SET TASK: Starting at the line that contains "find the grass clump" and ending at the final line of the entries, lay out the lines as a Markdown table with columns Index and Content. Put a row number in Index and the line in Content, and omit blank lines.

Point-based annotation data:
- - - - - - -

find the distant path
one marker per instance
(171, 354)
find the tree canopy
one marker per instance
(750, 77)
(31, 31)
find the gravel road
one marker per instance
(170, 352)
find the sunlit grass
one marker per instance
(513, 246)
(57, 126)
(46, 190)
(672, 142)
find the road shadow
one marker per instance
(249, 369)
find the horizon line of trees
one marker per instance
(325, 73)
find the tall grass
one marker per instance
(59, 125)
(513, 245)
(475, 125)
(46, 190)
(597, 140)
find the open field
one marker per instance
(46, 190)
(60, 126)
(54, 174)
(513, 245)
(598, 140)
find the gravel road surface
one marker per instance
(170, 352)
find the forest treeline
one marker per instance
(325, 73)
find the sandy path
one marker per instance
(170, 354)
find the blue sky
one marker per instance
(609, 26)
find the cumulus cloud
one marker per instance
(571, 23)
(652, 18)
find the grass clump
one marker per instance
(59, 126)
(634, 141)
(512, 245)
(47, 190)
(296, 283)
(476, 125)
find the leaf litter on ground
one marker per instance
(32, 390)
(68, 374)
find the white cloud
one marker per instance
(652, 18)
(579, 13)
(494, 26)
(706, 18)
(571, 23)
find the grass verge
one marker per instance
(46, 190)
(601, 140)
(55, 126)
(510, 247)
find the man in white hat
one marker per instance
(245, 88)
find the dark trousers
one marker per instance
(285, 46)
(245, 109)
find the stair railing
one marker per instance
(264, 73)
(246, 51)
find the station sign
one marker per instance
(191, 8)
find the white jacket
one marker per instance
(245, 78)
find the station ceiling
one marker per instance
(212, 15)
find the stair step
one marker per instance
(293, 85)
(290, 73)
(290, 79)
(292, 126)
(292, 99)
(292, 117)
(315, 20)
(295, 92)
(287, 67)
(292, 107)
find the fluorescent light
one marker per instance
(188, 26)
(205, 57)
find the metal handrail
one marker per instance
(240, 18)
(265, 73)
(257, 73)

- - - - - - -

SOLUTION TO THIS EXERCISE:
| Index | Content |
|---|---|
| 1 | find the grass clump |
| 2 | one marker per instance |
| 3 | (59, 126) |
| 4 | (634, 141) |
| 5 | (512, 245) |
| 6 | (47, 190) |
| 7 | (296, 283) |
| 8 | (476, 125) |
| 9 | find the leaf litter on ground |
| 10 | one marker per instance |
| 11 | (32, 390) |
| 12 | (68, 374) |
| 13 | find the white cloud |
| 14 | one marker per instance |
| 15 | (652, 18) |
| 16 | (579, 13) |
| 17 | (494, 26) |
| 18 | (706, 18) |
| 19 | (571, 23) |
| 20 | find the grass verge |
| 21 | one marker per instance |
| 22 | (46, 190) |
| 23 | (601, 140) |
| 24 | (55, 126) |
| 25 | (510, 247) |
| 26 | find the man in white hat |
| 27 | one marker per instance |
| 28 | (245, 88) |
| 29 | find the dark trousers |
| 30 | one marker per instance |
| 31 | (285, 46) |
| 32 | (245, 109) |
| 33 | find the stair railing |
| 34 | one marker per instance |
| 35 | (264, 73) |
| 36 | (246, 51) |
| 37 | find the station sign |
| 38 | one marker per instance |
| 39 | (191, 8) |
| 40 | find the white jacket |
| 41 | one marker per instance |
| 42 | (245, 78) |
| 43 | find the station ceiling |
| 44 | one marker per instance |
| 45 | (212, 15) |
| 46 | find the stair step |
| 47 | one marker per instance |
| 48 | (293, 85) |
| 49 | (290, 73) |
| 50 | (290, 79) |
| 51 | (292, 126) |
| 52 | (292, 99) |
| 53 | (292, 117) |
| 54 | (315, 20) |
| 55 | (295, 92) |
| 56 | (287, 67) |
| 57 | (292, 107) |
| 58 | find the fluorescent light |
| 59 | one marker per instance |
| 60 | (188, 26) |
| 61 | (205, 57) |
| 62 | find the metal handrail |
| 63 | one marker per instance |
| 64 | (240, 18) |
| 65 | (265, 73) |
| 66 | (257, 73) |